- _GIVEN RECORDS_
===============
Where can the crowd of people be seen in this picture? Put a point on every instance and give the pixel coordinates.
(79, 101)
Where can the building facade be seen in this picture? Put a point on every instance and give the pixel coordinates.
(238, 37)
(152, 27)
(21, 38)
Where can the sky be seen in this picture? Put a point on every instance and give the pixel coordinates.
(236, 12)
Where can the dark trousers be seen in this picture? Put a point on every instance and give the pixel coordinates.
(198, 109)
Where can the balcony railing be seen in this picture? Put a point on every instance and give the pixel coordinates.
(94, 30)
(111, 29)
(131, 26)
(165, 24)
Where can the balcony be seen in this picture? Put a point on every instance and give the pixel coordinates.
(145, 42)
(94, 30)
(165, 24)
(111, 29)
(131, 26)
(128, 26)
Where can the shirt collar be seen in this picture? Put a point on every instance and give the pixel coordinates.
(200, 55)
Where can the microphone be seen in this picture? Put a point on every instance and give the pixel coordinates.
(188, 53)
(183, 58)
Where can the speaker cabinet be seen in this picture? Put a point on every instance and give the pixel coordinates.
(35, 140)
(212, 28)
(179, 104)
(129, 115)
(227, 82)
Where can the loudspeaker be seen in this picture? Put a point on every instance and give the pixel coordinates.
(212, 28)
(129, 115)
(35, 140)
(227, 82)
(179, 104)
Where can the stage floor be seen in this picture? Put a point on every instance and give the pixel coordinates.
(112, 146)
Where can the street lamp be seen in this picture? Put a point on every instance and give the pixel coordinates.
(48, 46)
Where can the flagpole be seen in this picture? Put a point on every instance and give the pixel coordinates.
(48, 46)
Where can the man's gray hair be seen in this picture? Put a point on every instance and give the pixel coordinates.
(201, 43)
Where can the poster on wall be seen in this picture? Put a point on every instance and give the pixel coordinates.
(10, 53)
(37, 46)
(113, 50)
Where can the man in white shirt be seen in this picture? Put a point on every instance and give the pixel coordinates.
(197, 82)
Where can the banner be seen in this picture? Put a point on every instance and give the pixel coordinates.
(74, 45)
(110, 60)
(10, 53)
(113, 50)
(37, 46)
===============
- _WORK TASK_
The response must be an exact reproduction of all the entries.

- _SOLUTION FOR THIS PROBLEM_
Where can the crowd of people be seen in this picture? Put a point on every instance and give the pixel coordinates.
(79, 101)
Where can the building facade be seen in this picture? Put a point on every instance and give the pixel coordinates.
(238, 37)
(152, 27)
(21, 38)
Where can the sky be seen in this picture? Put a point on every instance and give the pixel coordinates.
(236, 12)
Where can the dark trousers be seen in this picture? Put a point on every instance and give the pixel coordinates.
(198, 109)
Where can the balcony railing be seen in this picture? Put a point on every instance and give the pixel coordinates.
(94, 30)
(111, 29)
(131, 26)
(165, 24)
Where can the balcony be seen in this picture? Put a point on every instance and give the pixel coordinates.
(145, 42)
(94, 30)
(165, 24)
(111, 29)
(131, 26)
(128, 26)
Where can the shirt collar be seen in this picture? Put a point on every instance and give the pixel coordinates.
(200, 55)
Where can the microphone be seen in this picture? Put a point on every instance and give the pixel coordinates.
(188, 53)
(183, 58)
Where can the speaker cabinet be seen in this picture? Put a point on every instance and give the pixel coordinates.
(35, 140)
(212, 28)
(179, 104)
(129, 115)
(227, 82)
Where can the loudspeaker be seen in this picture? Put a point on every instance and give the pixel coordinates.
(212, 28)
(129, 115)
(35, 140)
(227, 82)
(179, 104)
Where can the stage floor be seen in this picture? Put a point on every instance and give the pixel coordinates.
(112, 146)
Where can the street lamp be seen in this picture? Put a point on every instance and give the pixel coordinates.
(48, 46)
Where can the flagpole be seen in this picture? Put a point on every instance and give the pixel coordinates.
(48, 46)
Where can the man's gray hair be seen in this picture? Put a point on every instance and give the pixel coordinates.
(201, 43)
Where can the poster on wall be seen in this picture? Put a point on every instance and give the pixel coordinates.
(10, 53)
(37, 46)
(113, 50)
Where can the man in white shirt be seen in this picture? Put a point on every instance and give the pixel coordinates.
(197, 82)
Where can the banner be seen in this picture? Put a point on every instance and give the pixel coordinates.
(74, 45)
(110, 60)
(10, 53)
(113, 50)
(37, 46)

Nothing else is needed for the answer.